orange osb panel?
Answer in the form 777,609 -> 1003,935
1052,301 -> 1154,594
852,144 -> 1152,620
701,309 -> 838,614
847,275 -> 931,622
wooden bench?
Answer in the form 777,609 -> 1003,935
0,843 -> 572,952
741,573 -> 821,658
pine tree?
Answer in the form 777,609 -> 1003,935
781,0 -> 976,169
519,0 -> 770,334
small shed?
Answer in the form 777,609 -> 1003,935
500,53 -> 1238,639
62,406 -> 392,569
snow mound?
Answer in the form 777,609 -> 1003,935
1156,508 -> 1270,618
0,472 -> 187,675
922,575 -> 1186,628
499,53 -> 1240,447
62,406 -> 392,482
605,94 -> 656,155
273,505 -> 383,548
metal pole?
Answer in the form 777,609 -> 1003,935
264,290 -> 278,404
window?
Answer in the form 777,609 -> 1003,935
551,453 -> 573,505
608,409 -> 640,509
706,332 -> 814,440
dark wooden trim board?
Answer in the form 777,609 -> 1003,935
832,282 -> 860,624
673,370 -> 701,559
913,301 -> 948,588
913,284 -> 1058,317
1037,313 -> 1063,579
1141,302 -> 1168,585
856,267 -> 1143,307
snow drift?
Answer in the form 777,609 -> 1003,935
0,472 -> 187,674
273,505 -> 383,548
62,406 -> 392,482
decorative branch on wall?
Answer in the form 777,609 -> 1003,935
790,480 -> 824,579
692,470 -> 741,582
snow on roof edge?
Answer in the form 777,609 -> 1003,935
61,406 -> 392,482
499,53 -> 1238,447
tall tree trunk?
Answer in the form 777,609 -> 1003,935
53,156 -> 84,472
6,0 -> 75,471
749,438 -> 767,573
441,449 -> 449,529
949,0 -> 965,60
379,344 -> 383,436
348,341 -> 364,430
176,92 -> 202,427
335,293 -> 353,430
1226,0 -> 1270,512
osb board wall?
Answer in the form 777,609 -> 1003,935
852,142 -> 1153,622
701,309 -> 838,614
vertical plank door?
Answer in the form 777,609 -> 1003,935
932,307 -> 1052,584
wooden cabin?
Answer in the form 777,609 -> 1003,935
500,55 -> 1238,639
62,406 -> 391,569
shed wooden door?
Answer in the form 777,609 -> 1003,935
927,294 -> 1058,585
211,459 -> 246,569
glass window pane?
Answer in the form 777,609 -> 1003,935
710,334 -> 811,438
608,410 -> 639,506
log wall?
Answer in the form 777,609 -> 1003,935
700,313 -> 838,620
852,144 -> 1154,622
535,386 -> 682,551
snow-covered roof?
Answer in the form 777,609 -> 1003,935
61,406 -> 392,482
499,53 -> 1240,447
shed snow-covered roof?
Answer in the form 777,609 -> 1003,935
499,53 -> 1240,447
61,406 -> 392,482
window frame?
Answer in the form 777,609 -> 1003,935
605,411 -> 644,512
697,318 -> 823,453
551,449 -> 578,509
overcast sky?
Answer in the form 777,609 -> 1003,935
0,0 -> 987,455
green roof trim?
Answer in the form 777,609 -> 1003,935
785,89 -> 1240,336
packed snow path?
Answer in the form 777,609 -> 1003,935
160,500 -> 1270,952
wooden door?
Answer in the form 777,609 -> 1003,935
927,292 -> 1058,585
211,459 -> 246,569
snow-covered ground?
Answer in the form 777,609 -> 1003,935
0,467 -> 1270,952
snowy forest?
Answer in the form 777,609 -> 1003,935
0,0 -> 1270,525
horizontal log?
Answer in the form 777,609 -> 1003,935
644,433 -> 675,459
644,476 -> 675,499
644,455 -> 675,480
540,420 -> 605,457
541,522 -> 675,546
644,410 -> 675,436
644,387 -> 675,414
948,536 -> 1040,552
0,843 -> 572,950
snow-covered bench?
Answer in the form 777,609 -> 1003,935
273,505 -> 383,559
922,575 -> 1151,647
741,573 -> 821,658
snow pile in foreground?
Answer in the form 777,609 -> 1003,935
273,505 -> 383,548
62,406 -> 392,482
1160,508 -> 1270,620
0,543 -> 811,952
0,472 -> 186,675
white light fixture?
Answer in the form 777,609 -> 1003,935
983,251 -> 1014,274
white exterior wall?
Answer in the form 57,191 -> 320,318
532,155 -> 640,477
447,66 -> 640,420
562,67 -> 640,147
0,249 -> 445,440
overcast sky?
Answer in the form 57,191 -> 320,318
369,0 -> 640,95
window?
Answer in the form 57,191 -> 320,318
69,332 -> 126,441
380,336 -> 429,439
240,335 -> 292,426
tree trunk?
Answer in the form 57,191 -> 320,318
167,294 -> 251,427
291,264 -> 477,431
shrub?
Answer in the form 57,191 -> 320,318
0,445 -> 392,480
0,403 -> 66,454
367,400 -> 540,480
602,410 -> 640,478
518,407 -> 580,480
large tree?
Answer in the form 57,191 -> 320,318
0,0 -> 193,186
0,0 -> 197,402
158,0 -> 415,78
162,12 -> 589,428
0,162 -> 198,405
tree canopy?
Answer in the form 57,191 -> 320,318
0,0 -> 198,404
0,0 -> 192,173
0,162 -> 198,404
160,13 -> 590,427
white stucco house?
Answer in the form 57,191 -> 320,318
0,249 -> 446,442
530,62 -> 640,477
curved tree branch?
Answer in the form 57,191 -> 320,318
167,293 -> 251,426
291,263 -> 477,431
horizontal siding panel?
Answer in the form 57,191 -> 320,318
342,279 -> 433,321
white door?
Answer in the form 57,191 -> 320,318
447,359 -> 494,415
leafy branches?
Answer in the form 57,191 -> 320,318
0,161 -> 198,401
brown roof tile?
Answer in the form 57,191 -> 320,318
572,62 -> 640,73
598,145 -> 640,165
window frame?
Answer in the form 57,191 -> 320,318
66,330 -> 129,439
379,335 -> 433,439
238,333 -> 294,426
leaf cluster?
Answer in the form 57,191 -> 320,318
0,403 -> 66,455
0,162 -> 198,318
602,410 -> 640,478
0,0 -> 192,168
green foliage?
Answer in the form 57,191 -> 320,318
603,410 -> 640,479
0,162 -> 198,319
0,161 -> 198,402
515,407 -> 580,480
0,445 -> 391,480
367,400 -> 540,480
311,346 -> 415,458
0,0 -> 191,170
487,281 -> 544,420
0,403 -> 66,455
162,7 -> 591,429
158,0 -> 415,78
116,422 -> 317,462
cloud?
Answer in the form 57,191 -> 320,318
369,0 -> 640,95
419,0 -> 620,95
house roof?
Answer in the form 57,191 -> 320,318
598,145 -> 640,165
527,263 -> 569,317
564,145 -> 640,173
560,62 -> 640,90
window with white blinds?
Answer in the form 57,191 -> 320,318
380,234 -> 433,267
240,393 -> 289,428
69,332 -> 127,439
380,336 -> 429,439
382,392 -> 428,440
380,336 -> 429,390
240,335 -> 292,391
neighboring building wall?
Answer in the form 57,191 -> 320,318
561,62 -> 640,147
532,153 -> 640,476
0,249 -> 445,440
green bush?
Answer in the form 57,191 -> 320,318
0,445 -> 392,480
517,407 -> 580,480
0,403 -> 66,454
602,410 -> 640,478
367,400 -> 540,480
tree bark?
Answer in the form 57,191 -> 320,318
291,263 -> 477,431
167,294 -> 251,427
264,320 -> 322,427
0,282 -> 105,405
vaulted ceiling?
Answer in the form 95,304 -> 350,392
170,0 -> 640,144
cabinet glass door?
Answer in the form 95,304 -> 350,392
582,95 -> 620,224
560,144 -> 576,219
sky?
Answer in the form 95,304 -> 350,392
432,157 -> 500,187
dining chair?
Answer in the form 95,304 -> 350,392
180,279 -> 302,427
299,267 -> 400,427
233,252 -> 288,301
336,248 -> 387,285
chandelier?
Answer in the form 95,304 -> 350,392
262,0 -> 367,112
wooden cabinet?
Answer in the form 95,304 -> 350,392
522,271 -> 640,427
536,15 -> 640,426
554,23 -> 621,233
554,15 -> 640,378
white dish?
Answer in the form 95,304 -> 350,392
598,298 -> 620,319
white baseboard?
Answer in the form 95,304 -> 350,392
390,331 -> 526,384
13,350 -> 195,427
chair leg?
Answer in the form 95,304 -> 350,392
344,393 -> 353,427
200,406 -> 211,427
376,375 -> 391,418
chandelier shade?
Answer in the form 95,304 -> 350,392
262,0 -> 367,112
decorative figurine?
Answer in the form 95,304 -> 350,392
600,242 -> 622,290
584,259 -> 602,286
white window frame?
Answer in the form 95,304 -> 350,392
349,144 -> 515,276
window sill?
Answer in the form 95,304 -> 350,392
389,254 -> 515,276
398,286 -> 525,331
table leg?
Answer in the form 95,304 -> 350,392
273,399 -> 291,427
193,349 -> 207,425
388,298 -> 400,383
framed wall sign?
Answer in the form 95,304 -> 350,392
========================
**PROBLEM STATEMENT**
Rewrite the rows from the line with "metal pole?" up to and including the line with "692,470 -> 741,582", keeping every line, requests included. Multiply each bounding-box coordinate in the answers by 2.35 and round to whole numbers, with halves rounded up, but leave the requests and their format samples unchanged.

**REPLY TO THE EXERCISE**
metal pole?
Answer in the form 777,609 -> 1003,935
620,682 -> 653,949
window?
Answer in the form 777,609 -> 1003,935
1295,1065 -> 1347,1187
1429,961 -> 1504,1196
1659,780 -> 1913,1034
dark wooden trim board?
Answer in the form 777,609 -> 1003,935
1955,663 -> 2021,1466
1582,870 -> 1647,1314
2146,707 -> 2228,1382
2146,667 -> 2486,745
2437,736 -> 2498,1361
2681,710 -> 2745,1375
2012,627 -> 2686,721
snow drift?
Answer in the form 777,609 -> 1003,935
0,1109 -> 439,1584
642,1187 -> 900,1288
146,954 -> 921,1133
decorative branch on wall?
Answer in the form 777,609 -> 1003,935
1857,1128 -> 1936,1361
1626,1105 -> 1741,1368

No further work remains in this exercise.